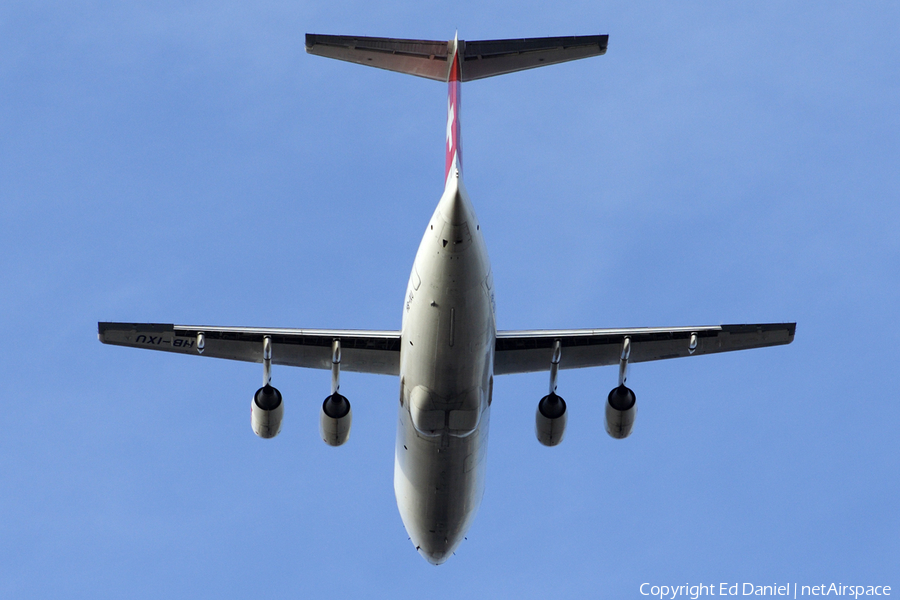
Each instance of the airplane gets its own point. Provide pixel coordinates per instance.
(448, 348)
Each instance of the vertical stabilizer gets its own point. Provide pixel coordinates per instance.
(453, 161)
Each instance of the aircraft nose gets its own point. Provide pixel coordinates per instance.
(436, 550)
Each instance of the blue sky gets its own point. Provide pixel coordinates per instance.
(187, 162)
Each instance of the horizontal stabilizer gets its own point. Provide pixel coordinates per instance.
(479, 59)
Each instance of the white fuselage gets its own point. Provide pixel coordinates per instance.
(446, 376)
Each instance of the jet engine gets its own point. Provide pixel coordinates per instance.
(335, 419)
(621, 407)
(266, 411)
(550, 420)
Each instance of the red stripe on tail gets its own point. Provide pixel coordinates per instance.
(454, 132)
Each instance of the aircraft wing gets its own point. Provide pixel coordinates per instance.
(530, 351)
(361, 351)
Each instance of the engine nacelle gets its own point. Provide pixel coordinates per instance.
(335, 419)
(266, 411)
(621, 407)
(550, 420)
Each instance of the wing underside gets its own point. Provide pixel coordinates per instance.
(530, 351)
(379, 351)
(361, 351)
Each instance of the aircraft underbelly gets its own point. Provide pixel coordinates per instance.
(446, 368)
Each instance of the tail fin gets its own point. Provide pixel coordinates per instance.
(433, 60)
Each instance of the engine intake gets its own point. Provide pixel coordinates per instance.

• • • •

Objective: Rescale the part of the entries that opens with the line containing "Each instance of the aircraft nose" and closes at the end of the entries, both ends included. Write out all of its lines again, requests included, but multiply every pixel coordinate in the answers by 1.2 and round to whole numbers, with halves rounding up.

Answer to this exercise:
Each instance of the aircraft nose gets its own point. Provide pixel coordinates per instance.
(523, 660)
Each instance of the blue sky gets its own point. Provide pixel coordinates per instance.
(224, 194)
Each instance of the horizontal stabilizer gets its own point. Provide pixel coordinates per instance.
(575, 71)
Each instance of the white fuselage gets its own point. Provide pixel coordinates per instance.
(535, 451)
Each instance of the jet engine gets its own point. Provide pixel coordinates per instance.
(402, 503)
(745, 488)
(319, 493)
(660, 504)
Each instance of the red stripe on tail gets its own point. Provide pixel coordinates per instance.
(545, 158)
Each instance of the aircraft wing gets its own point. Provide pixel coordinates per instance.
(636, 421)
(433, 421)
Each instance of the engine nacelle gets its own point. Provide pixel coordinates per instance.
(402, 503)
(319, 493)
(745, 488)
(660, 504)
Each instance of the wing underside gets its own point. Provide pixel coordinates per instance.
(636, 421)
(455, 421)
(433, 421)
Each instance of the aircraft underbelly gets its own point. Provide pixel coordinates per instance.
(535, 442)
Each instance of the tail fin gets its own point. Provide pixel coordinates per instance.
(520, 72)
Each instance of the engine intake gets its own point. Provide pixel coordinates per instance.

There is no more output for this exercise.